··· SUPPLIED DATA

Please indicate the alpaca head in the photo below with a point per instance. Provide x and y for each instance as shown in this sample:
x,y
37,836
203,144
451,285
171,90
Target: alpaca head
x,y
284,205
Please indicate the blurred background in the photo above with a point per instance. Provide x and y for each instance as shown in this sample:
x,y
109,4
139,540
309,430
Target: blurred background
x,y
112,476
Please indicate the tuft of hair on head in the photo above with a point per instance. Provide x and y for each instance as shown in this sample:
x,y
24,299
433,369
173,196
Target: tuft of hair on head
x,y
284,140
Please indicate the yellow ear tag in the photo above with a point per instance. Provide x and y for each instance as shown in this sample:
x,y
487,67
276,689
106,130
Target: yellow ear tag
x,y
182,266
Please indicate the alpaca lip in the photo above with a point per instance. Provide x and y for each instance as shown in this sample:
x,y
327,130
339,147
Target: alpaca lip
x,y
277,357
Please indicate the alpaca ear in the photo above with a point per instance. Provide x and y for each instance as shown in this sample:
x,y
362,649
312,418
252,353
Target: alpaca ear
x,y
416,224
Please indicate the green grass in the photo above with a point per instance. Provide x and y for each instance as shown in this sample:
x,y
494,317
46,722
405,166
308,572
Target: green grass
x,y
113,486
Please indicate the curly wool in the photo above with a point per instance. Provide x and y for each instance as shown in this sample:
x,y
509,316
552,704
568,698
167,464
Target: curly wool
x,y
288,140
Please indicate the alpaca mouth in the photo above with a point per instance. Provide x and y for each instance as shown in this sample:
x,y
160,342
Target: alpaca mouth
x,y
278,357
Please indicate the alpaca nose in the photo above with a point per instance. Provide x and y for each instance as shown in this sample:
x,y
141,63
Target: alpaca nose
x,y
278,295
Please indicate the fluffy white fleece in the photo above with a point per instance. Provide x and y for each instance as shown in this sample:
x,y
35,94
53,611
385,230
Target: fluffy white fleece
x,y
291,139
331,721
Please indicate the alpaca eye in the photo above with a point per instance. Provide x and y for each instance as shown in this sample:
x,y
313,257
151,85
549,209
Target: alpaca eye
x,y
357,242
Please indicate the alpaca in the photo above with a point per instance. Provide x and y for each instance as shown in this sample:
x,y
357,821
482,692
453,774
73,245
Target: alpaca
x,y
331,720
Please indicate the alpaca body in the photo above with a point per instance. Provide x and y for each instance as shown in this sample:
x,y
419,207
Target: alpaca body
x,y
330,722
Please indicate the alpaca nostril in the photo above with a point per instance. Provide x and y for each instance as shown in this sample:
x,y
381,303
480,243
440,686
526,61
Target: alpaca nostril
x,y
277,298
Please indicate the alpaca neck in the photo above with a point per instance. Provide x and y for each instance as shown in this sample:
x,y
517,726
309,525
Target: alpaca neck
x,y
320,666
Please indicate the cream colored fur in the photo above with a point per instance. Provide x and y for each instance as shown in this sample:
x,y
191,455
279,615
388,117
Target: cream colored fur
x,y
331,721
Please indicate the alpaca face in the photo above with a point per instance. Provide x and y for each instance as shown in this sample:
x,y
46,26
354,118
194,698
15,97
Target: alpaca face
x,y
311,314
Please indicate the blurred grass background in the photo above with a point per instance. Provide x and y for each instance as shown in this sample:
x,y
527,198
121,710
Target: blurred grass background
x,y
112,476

······

• **PROBLEM STATEMENT**
Write the records out once more. Change nothing.

• **ANSWER SECTION**
Please indicate the alpaca head in the photo below with a point per instance. Provide x and y for each instance as shown in this sample:
x,y
37,836
203,144
451,285
171,90
Target: alpaca head
x,y
284,205
Please indicate the blurred background in the photo above with a point per instance. Provide x and y for each instance as shown in this sample:
x,y
109,4
139,540
309,430
Target: blurred background
x,y
112,476
Please indicate the tuft of hair on head in the photo above with a point per instance. Provide x and y for each instance as shown in this sample:
x,y
24,299
433,369
173,196
Target: tuft of hair on head
x,y
284,140
Please indicate the yellow ear tag in the photo above with a point per instance. Provide x and y for each instance as shown in this sample:
x,y
487,67
276,689
106,130
Target: yellow ear tag
x,y
182,266
Please indicate the alpaca lip in the photo above with a point per instance. Provide x and y for each instance as shown in this sample:
x,y
327,130
339,147
Target: alpaca lip
x,y
277,357
Please indicate the alpaca ear in the photo above with a point per instance. Provide x and y for each instance as shown in this sample:
x,y
362,649
312,418
252,353
Target: alpaca ear
x,y
416,224
Please indicate the green grass in the photo above with a point per instance. Provide x and y for each instance as shown in this sample:
x,y
494,317
46,722
405,166
308,572
Target: green grass
x,y
113,486
Please indicate the curly wool in the photo above with a point per instance. Provide x and y for each instance as shown in this sample:
x,y
509,316
552,704
568,698
167,464
Target: curly wool
x,y
288,140
Please indicate the alpaca mouth in the photo above with a point per instance. Provide x and y for each instance as shown in this sample:
x,y
160,342
Target: alpaca mouth
x,y
278,357
Please indicate the alpaca nose in the photo above with a point per instance. Provide x and y for each instance as shown in this sample:
x,y
141,63
Target: alpaca nose
x,y
278,295
Please indicate the fluffy white fleece in the photo above with a point per instance. Provide x and y for each instance as shown in this sample:
x,y
35,94
53,611
385,230
Target: fluffy white fleece
x,y
291,139
331,721
Please indicate the alpaca eye in the photo above with a point per instance. Provide x and y for each instance as shown in this sample:
x,y
313,257
151,85
549,209
Target: alpaca eye
x,y
357,242
Please indicate the alpaca in the photo above with a point per instance. Provide x and y for each instance as shown in this sample:
x,y
357,821
482,692
453,774
73,245
Target: alpaca
x,y
331,720
Please indicate the alpaca body in the photo above with a point per instance. Provide x and y for each instance as shown in this sample:
x,y
419,207
Target: alpaca body
x,y
330,722
Please indicate the alpaca nostril in the photo above with a point per instance. Provide x and y for each instance as shown in this sample:
x,y
381,303
480,243
440,686
526,61
Target: alpaca nostril
x,y
277,298
Please indicate the alpaca neck in the photo above with a point per instance. Provide x and y for each instance as shown in this sample:
x,y
517,726
309,525
Target: alpaca neck
x,y
320,666
Please indicate the cream colored fur in the photo above with a point per instance. Provide x and y for each instance as shown in this sample:
x,y
191,455
279,615
388,117
Target: cream colored fur
x,y
331,721
Please indicate the alpaca face in the photo above with a point per instance. Provide x and y for each instance as shown in this sample:
x,y
46,26
354,118
194,698
15,97
Target: alpaca face
x,y
311,314
Please indicate the blurred grass background in the photo above with a point per instance. Provide x and y for each instance as shown in this sample:
x,y
527,198
121,710
Target: blurred grass background
x,y
112,476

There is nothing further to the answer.